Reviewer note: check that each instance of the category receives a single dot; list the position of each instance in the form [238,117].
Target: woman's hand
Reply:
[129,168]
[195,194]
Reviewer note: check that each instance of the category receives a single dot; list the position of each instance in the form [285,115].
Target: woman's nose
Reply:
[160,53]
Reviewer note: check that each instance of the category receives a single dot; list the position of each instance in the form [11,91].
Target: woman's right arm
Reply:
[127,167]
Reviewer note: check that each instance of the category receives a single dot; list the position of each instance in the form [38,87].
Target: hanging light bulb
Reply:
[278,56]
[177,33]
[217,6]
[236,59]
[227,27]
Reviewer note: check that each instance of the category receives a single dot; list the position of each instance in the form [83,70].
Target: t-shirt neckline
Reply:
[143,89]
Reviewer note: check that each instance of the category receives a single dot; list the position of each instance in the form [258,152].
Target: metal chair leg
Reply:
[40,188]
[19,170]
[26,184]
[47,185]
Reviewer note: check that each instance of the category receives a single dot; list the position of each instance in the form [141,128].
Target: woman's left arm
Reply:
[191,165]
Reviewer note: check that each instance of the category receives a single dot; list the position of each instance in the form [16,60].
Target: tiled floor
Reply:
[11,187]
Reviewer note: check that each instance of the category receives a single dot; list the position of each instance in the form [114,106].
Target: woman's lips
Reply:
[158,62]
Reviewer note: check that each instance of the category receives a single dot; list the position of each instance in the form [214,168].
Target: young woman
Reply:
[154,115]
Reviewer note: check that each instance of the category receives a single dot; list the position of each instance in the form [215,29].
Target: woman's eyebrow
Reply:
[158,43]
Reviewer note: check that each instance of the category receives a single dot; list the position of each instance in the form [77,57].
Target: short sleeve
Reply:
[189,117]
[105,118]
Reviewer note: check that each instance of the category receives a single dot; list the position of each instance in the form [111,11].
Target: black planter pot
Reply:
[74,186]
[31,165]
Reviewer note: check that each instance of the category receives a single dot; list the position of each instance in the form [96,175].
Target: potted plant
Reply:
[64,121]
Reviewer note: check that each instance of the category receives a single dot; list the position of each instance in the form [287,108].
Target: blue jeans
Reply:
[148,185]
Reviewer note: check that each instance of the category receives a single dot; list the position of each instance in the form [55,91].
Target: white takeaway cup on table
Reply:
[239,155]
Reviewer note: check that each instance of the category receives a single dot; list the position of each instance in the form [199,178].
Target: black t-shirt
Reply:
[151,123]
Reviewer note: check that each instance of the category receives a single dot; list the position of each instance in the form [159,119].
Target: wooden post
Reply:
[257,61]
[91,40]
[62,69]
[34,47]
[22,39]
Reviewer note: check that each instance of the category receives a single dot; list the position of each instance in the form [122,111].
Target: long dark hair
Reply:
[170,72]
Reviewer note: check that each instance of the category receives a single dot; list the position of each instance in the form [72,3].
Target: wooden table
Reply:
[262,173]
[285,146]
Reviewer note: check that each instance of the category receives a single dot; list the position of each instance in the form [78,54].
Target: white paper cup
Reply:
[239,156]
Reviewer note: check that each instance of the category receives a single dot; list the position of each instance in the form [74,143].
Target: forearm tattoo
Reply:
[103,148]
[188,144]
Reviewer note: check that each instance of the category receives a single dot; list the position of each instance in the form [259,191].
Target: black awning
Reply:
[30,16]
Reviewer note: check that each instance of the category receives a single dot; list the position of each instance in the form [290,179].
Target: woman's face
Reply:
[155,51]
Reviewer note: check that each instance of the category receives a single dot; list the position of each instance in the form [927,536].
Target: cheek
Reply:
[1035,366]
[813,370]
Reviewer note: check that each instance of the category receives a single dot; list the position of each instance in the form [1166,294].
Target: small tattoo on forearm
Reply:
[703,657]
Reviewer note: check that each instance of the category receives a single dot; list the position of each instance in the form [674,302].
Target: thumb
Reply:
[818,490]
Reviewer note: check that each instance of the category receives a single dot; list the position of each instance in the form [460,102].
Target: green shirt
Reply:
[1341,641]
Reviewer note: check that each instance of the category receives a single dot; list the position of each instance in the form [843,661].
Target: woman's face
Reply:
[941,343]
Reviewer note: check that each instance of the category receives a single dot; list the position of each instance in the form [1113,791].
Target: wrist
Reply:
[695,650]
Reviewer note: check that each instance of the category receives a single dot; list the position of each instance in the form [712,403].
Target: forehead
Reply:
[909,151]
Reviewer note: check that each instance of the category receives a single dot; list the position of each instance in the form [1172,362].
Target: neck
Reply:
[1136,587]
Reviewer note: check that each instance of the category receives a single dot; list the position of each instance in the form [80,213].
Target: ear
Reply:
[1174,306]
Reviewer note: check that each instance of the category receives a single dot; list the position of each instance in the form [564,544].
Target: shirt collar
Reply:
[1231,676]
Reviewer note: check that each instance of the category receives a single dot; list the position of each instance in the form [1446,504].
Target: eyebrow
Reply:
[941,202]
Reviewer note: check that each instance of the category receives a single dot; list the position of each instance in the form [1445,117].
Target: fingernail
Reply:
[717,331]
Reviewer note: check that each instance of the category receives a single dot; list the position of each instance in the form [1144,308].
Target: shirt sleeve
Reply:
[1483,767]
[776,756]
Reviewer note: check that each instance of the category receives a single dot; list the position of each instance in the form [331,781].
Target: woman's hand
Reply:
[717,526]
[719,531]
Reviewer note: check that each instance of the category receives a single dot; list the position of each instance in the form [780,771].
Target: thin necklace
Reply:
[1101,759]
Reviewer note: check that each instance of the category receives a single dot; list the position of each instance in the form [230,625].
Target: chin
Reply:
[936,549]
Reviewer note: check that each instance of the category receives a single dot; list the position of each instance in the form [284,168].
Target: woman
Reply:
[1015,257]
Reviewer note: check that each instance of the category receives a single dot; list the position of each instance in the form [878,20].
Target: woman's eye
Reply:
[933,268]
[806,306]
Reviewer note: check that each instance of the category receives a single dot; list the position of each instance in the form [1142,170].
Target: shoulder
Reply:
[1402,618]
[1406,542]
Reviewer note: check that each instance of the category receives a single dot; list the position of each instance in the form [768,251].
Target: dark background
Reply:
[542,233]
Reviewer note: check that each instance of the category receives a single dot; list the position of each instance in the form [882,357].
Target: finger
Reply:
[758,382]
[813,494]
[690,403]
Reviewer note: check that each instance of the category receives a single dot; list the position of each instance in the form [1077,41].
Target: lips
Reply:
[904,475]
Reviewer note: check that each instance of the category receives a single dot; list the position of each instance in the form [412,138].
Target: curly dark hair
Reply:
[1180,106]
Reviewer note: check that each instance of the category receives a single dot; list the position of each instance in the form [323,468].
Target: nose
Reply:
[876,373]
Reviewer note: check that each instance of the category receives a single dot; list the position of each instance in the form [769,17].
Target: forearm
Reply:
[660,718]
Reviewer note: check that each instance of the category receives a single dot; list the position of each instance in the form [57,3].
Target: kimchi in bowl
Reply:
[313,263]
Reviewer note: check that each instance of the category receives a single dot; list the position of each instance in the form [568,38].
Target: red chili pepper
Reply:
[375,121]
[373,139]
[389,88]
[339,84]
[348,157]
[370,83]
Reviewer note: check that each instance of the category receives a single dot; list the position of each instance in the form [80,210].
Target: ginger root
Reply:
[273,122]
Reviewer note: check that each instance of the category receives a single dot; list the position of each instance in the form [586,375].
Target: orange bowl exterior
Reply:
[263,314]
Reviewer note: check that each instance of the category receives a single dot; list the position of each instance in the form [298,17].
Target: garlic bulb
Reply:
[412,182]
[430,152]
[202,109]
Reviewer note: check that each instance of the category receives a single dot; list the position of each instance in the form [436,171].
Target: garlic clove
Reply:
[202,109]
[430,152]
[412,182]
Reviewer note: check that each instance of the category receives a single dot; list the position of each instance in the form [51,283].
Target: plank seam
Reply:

▶ _Problem requirements_:
Copy all of the lines above word for word.

▶ _Response to this exercise_:
Reviewer note: check that each instance of the category receives a single dot; list the position of each instance in the form [238,117].
Target: woman's hand
Reply:
[129,168]
[195,194]
Reviewer note: check that each instance of the category receives a single dot; list the position of each instance in the form [285,115].
Target: woman's nose
Reply:
[160,53]
Reviewer note: check that each instance of the category receives a single dot; list the position of each instance in the form [11,91].
Target: woman's right arm
Reply:
[127,167]
Reviewer note: check that each instance of the category receives a single dot; list the position of each instance in the form [38,87].
Target: hanging light bulb
Reply:
[278,56]
[177,33]
[217,6]
[236,59]
[227,27]
Reviewer note: check that each instance of the category receives a single dot; list the position of each instance in the form [83,70].
Target: t-shirt neckline
Reply:
[143,89]
Reviewer note: check that each instance of the category receives a single dot; list the position of each instance in the form [258,152].
Target: metal chair leg
Reply:
[40,188]
[19,170]
[26,184]
[47,185]
Reviewer note: check that each instance of the category receives a single dot; list the position of each instance in the form [141,128].
Target: woman's left arm
Reply:
[191,165]
Reviewer note: check that each instance of the category receives a single dot; list the position of each instance in the form [16,60].
Target: tiled floor
Reply:
[11,187]
Reviewer note: check that each instance of the category receives a single dot; list the position of each instance in the form [114,106].
Target: woman's lips
Reply:
[158,62]
Reviewer note: check that each instance of the category receives a single dot; list the position of each instance in the form [214,168].
Target: young woman
Reply:
[154,115]
Reviewer note: check that each instance of the category receives a single dot; list the position of each instance in the form [215,29].
Target: woman's eyebrow
Reply:
[158,43]
Reviewer note: check that each instance of the category receives a single dot; list the position of each instance in the form [77,57].
Target: short sleeve
Reply:
[189,117]
[105,118]
Reviewer note: check that each instance of the category receives a single dot; list the position of each instance in the form [111,11].
Target: black planter pot
Reply:
[74,186]
[31,165]
Reviewer note: check that each instance of the category receives a single dot; list the position of each instance in the form [96,175].
Target: potted plant
Reply:
[64,121]
Reviewer note: check that each instance of the category receives a single dot; list the position of each instance in the form [287,108].
Target: blue jeans
Reply:
[148,185]
Reviewer note: check that each instance of the category receives a single dot; list the position of each instance in the form [55,91].
Target: white takeaway cup on table
Reply:
[239,155]
Reviewer note: check that each instance of the category receives a single dot; list the position of each instance in the form [199,178].
Target: black t-shirt
Reply:
[151,123]
Reviewer note: check that each instance of the category receives a single dot; list the position of each instance in the form [159,119].
Target: wooden post
Reply:
[257,61]
[91,40]
[62,69]
[34,47]
[22,39]
Reviewer note: check that each instance of the category receives a single dot; list the position of each instance in the form [122,111].
Target: long dark hair
Reply:
[170,72]
Reviewer note: check that each instance of the category receives a single dot; list the position of each instance in the form [72,3].
Target: wooden table
Reply:
[262,173]
[285,146]
Reviewer note: check that each instance of the category receives a single dot; list the position of each instance in the form [78,54].
Target: white paper cup
Reply:
[239,156]
Reviewer note: check that each instance of the category receives a single dot; list the position of each instance in the form [74,143].
Target: forearm tattoo
Reply:
[103,148]
[188,144]
Reviewer note: check that each instance of the category receives a single dot; list the position of each instance in the form [259,191].
Target: black awning
Reply:
[30,16]
Reviewer note: check that each instance of the category receives a single dot; list the position of each instance in the form [290,179].
Target: woman's face
Reply:
[155,51]
Reviewer note: check that each instance of the category receives a single dot; list the position of each instance in the form [927,536].
Target: cheek
Reply:
[1035,366]
[813,370]
Reviewer note: check that each instance of the category receives a single dot; list the position of each instance in the form [1166,294].
Target: small tattoo on forearm
Reply:
[703,657]
Reviewer note: check that each instance of the category receives a single dot; list the position of each instance in the form [674,302].
Target: thumb
Reply:
[818,490]
Reviewer note: check that each instance of the category receives a single dot; list the position of each instance in the form [460,102].
Target: green shirt
Reply:
[1341,641]
Reviewer note: check that each instance of the category receives a single dot; list the position of each instance in the form [843,661].
Target: woman's face
Reply:
[941,343]
Reviewer note: check that each instance of the category receives a single dot; list the position of each instance in the form [1113,791].
Target: wrist
Reply:
[695,650]
Reviewer note: check that each instance of the category receives a single dot; list the position of each instance in the form [712,403].
Target: forehead
Reply:
[909,151]
Reviewer note: check that each instance of the category receives a single dot; list the position of each instance in the form [1172,362].
Target: neck
Reply:
[1136,587]
Reviewer note: check that each instance of the category receives a single dot; list the position of each instance in the form [80,213].
Target: ear
Reply:
[1174,306]
Reviewer note: check that each instance of the category receives a single dot; list the position of each instance in the form [564,544].
Target: shirt collar
Reply:
[1231,676]
Reviewer note: check that each instance of the category receives a single dot; list the position of each instance in the form [1446,504].
Target: eyebrow
Reply:
[941,202]
Reviewer note: check that each instance of the category receives a single dot; list the position of each instance in the form [1445,117].
Target: fingernail
Reply:
[717,331]
Reviewer note: check that each instance of the category receives a single dot; list the position of each instance in the form [1144,308].
Target: shirt sleeve
Reply:
[1483,767]
[776,756]
Reviewer note: check that each instance of the category receives a single dot; list the position of each instance in the form [331,781].
Target: woman's hand
Reply:
[717,526]
[719,531]
Reviewer note: check that each instance of the category receives a single dot; list the position of each instance in the form [780,771].
Target: thin necklace
Reply:
[1101,759]
Reviewer note: check that each instance of the category receives a single dot; list the position of each instance in the form [230,625].
Target: chin
Reply:
[936,549]
Reviewer note: check that each instance of the category receives a single dot; list the position of each instance in the form [284,168].
Target: woman
Reply:
[1015,257]
Reviewer note: check that each instance of the category receives a single dot; list the position of each instance in the form [878,20].
Target: woman's eye
Reply:
[933,268]
[806,306]
Reviewer note: check that each instance of the category receives a single dot; list the position of each instance in the form [1142,170].
Target: shoulder
Reply:
[1402,618]
[1406,542]
Reviewer note: check that each instance of the category receives a single dot; list the position of each instance in the form [768,251].
Target: dark background
Reply:
[542,233]
Reviewer note: check that each instance of the category receives a single dot; list the position of each instance in the form [882,357].
Target: finger
Reply:
[758,382]
[813,494]
[690,403]
Reviewer note: check that each instance of the category receives a single dot; list the position of each instance in the form [1077,41].
Target: lips
Reply:
[904,475]
Reviewer note: check that each instance of the category receives a single dot; list the position of each instance in the form [412,138].
Target: curly dark hair
Reply:
[1180,106]
Reviewer note: check that each instance of the category receives a single dot; list the position of each instance in the form [323,468].
Target: nose
Reply:
[876,373]
Reviewer note: check that each instance of the category receives a single dot; list the position of each instance in the form [769,17].
Target: forearm
Reply:
[660,718]
Reviewer note: check that each instance of the category receives a single dot; list the position of each instance in the form [57,3].
Target: kimchi in bowl
Reply:
[313,263]
Reviewer note: check that each instance of the category receives a single dot; list the position of each instance in the form [568,38].
Target: red chili pepper
Reply:
[375,121]
[373,139]
[389,88]
[339,84]
[348,157]
[370,83]
Reviewer note: check that each instance of the category receives a single dot; list the position of each instance in the form [80,210].
Target: ginger root
Reply:
[273,122]
Reviewer note: check that each instance of the category receives a single dot; list the position of each instance in the form [586,375].
Target: orange bowl exterior
Reply:
[263,314]
Reviewer note: check that each instance of the category receives a single dot; list the position of each instance in the form [298,17].
Target: garlic bulb
Reply:
[412,182]
[430,152]
[202,109]
Reviewer note: check that each instance of the category receives a single dot; list the position of each instance in the form [436,171].
Target: garlic clove
Reply:
[202,109]
[430,152]
[412,182]
Reviewer note: check that each instance of the category receives a single dot; list the position of each instance in the form [51,283].
Target: plank seam
Reply:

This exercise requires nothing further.